[BEGIN The data]

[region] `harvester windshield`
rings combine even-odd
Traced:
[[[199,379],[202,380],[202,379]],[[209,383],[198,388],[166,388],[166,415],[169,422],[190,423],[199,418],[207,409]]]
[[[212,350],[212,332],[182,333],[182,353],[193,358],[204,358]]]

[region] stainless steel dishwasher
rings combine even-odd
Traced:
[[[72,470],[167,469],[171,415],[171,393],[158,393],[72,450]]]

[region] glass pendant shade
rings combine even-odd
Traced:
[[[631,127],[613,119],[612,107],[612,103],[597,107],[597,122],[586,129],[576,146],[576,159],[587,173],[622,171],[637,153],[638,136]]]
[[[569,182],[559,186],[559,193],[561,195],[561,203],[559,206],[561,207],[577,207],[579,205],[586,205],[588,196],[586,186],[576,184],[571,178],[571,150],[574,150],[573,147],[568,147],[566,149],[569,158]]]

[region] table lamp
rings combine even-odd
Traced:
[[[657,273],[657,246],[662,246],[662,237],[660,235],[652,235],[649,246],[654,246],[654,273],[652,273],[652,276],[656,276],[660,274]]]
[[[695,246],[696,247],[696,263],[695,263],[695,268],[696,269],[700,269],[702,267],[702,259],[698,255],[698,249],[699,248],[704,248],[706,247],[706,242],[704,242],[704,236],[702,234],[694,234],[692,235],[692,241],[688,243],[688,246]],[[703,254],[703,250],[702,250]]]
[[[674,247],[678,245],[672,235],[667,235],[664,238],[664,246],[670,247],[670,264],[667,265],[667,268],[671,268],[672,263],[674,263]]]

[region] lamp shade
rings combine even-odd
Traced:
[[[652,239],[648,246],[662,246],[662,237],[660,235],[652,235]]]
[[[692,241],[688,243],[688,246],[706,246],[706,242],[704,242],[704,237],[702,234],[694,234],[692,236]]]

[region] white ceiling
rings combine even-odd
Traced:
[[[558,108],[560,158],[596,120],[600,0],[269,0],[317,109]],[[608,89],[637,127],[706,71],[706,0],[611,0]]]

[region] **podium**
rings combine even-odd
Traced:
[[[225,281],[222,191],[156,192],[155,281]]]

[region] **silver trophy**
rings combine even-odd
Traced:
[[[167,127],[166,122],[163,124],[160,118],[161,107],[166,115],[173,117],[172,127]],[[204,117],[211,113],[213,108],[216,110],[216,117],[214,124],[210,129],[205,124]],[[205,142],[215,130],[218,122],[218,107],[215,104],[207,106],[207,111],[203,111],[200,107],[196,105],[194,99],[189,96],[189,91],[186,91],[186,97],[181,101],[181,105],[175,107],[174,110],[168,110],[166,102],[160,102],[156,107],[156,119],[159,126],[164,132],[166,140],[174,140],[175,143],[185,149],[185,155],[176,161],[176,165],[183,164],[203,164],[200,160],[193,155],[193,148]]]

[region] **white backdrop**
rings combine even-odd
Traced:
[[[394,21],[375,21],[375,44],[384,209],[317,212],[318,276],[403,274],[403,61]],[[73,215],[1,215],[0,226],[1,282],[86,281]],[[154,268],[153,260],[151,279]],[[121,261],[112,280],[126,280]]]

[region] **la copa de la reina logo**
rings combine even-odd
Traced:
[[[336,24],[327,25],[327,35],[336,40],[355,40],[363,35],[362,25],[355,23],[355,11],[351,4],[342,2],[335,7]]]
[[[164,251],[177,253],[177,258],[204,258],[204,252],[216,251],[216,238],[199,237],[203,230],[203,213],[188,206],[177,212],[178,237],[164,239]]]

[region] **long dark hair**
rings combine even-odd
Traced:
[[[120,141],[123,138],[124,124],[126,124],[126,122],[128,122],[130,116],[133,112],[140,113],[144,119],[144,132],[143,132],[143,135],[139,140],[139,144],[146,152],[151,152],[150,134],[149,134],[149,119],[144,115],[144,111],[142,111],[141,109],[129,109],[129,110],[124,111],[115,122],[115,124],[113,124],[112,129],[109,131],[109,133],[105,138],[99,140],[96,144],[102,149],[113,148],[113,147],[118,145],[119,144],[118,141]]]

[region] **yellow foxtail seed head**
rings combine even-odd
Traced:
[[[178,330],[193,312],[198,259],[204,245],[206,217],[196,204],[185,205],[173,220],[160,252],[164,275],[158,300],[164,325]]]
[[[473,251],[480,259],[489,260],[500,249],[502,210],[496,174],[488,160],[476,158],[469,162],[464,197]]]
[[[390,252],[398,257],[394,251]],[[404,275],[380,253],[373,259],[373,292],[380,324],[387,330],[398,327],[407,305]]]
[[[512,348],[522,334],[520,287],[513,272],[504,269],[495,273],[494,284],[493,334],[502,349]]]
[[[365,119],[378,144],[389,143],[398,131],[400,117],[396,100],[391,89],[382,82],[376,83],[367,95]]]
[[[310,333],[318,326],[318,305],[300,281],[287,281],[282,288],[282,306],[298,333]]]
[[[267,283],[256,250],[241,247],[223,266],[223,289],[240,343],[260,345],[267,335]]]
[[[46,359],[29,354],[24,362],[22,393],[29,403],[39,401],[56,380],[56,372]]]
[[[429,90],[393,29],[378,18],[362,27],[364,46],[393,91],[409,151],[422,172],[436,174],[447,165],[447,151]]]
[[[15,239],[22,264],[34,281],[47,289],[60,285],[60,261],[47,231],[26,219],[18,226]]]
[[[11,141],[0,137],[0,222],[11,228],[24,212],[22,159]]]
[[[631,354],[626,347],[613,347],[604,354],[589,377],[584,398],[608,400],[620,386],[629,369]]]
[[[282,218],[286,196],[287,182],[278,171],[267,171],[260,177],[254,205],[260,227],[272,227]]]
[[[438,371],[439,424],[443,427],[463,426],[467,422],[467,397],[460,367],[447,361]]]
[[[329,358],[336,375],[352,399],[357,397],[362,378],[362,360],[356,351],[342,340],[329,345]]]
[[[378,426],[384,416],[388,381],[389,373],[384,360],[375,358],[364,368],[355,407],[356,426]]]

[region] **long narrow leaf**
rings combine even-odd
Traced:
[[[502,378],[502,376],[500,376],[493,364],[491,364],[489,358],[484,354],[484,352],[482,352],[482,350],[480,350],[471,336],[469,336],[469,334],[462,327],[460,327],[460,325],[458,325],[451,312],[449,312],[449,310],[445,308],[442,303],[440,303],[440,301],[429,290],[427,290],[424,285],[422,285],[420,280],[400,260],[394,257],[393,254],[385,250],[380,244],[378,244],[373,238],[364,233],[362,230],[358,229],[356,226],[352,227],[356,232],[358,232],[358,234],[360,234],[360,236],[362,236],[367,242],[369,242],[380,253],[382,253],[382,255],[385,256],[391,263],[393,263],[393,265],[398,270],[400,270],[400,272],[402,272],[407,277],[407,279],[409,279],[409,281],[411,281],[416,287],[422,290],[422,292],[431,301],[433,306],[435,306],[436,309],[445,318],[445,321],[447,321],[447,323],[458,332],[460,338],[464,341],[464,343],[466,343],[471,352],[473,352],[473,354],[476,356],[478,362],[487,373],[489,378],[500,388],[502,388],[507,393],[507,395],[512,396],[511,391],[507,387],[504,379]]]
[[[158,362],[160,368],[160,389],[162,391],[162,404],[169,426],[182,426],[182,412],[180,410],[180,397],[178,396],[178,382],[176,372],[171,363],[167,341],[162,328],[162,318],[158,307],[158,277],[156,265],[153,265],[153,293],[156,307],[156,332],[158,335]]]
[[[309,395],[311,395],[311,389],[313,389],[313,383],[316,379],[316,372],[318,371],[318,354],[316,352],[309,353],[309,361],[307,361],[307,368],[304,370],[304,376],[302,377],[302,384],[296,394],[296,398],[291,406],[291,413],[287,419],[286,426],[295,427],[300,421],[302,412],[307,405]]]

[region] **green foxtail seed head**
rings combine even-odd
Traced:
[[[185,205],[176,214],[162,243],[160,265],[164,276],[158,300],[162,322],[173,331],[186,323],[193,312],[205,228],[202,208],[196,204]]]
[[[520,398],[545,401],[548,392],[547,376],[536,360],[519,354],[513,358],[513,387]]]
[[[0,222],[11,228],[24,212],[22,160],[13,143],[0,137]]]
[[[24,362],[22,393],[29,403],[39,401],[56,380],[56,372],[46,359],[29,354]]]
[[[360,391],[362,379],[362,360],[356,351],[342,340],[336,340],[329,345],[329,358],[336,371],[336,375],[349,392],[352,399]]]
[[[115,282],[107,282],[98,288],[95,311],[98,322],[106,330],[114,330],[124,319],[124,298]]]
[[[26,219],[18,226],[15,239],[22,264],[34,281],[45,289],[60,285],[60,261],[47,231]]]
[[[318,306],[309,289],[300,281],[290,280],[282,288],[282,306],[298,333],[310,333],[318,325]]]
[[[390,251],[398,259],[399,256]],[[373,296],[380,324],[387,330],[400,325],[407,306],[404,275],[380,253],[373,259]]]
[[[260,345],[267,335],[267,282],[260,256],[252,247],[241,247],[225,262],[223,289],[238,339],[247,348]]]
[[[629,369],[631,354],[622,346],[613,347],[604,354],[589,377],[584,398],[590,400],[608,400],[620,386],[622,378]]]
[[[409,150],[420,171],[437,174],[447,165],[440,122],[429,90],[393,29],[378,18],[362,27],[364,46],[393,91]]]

[END The data]

:: Goal ::
Copy out, exactly as they appear, the lines of the items starting with the line containing "[region] glass pendant shade" and continuing through the line containing "[[[225,281],[222,191],[156,192],[155,281]]]", including both of those lines.

:: Finished task ::
[region] glass pendant shade
rings combine even-odd
Traced:
[[[631,127],[613,119],[612,107],[612,103],[597,107],[597,122],[586,129],[576,146],[576,159],[587,173],[622,171],[637,153],[638,136]]]
[[[569,182],[559,186],[559,193],[561,195],[561,203],[559,206],[561,207],[577,207],[579,205],[586,205],[588,196],[586,186],[576,184],[571,178],[571,150],[574,150],[573,147],[568,147],[566,149],[569,158]]]

[region] table lamp
rings combine even-odd
Traced:
[[[657,273],[657,246],[662,246],[662,237],[660,235],[652,235],[649,246],[654,246],[654,273],[652,273],[652,276],[656,276],[660,274]]]
[[[695,246],[696,247],[696,263],[695,263],[695,268],[696,269],[700,269],[702,267],[702,259],[698,255],[698,249],[699,248],[704,248],[706,247],[706,242],[704,242],[704,236],[702,234],[694,234],[692,235],[692,241],[688,243],[688,246]],[[703,254],[703,250],[702,250]]]
[[[674,247],[678,245],[672,235],[667,235],[664,238],[664,246],[670,247],[670,264],[667,265],[667,268],[671,268],[672,263],[674,263]]]

[region] lamp shade
rings combine even-odd
Traced:
[[[652,239],[648,246],[662,246],[662,237],[660,235],[652,235]]]
[[[692,241],[688,243],[688,246],[706,246],[706,242],[704,242],[704,237],[702,234],[694,234],[692,236]]]

[region] white ceiling
rings combine even-odd
Traced:
[[[558,108],[560,158],[596,120],[600,0],[269,0],[317,109]],[[608,89],[637,127],[706,71],[706,0],[611,0]]]

[region] **podium**
rings combine even-odd
Traced:
[[[225,281],[222,191],[156,192],[155,281]]]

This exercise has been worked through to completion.